» **Task description**
In the records below, find the line that contains "of the curved" and repeat it, along with each line after it, exactly as written.

Referring expression data:

#####

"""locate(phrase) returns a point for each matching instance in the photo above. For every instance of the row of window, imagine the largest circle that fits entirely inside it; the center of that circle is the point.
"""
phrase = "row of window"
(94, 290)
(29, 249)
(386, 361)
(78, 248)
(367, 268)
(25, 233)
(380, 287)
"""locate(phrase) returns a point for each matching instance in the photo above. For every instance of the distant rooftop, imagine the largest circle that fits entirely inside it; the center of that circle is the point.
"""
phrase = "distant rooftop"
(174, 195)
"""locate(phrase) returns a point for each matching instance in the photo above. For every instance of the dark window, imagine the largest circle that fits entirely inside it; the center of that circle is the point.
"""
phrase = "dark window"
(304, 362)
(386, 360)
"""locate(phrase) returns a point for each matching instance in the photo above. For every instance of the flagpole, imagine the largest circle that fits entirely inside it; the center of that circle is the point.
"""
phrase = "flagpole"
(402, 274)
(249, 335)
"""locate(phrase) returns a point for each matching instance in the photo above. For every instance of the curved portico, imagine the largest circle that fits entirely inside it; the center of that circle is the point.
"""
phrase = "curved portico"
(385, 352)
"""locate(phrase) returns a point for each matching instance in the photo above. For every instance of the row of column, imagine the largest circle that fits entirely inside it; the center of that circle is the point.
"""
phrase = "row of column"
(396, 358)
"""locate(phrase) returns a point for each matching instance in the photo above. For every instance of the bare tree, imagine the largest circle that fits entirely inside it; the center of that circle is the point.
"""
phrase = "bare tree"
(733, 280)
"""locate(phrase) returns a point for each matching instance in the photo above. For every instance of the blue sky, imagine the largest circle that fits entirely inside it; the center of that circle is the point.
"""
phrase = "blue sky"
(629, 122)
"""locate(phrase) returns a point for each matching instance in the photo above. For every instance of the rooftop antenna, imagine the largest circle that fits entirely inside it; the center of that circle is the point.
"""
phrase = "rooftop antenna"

#####

» **Result of the task**
"""locate(phrase) returns a point for each matching instance in the photo above. For every instance of the curved portico, imagine the largest circle that fits entirely inside it; the center of that circle is the point.
"""
phrase = "curved portico"
(385, 352)
"""locate(phrase) returns a point for each matching instance in the photo above. For every instance of the row of column, imagine the largest circle that fits entirely inside it; the center of that circle is the point.
"""
phrase = "row of column"
(396, 358)
"""locate(phrase) returns a point for each matching instance in the photo above. For every instance of the bare tree, imagine the largest circle that fits entirely inside it; the center of that circle is the point.
"""
phrase = "bare tree"
(733, 280)
"""locate(phrase) returns a point for each matching instance in the photo above. For every instance of the blue sky, imagine the largest circle that fits entirely inside it; the center of that circle is the point.
"""
phrase = "blue sky"
(629, 122)
"""locate(phrase) returns a point for each matching instance in the photo above. For every instance of the rooftop antenna, imagine the largest circle that fits entirely inside it; the center of that circle is the point.
"""
phrase = "rooftop antenna"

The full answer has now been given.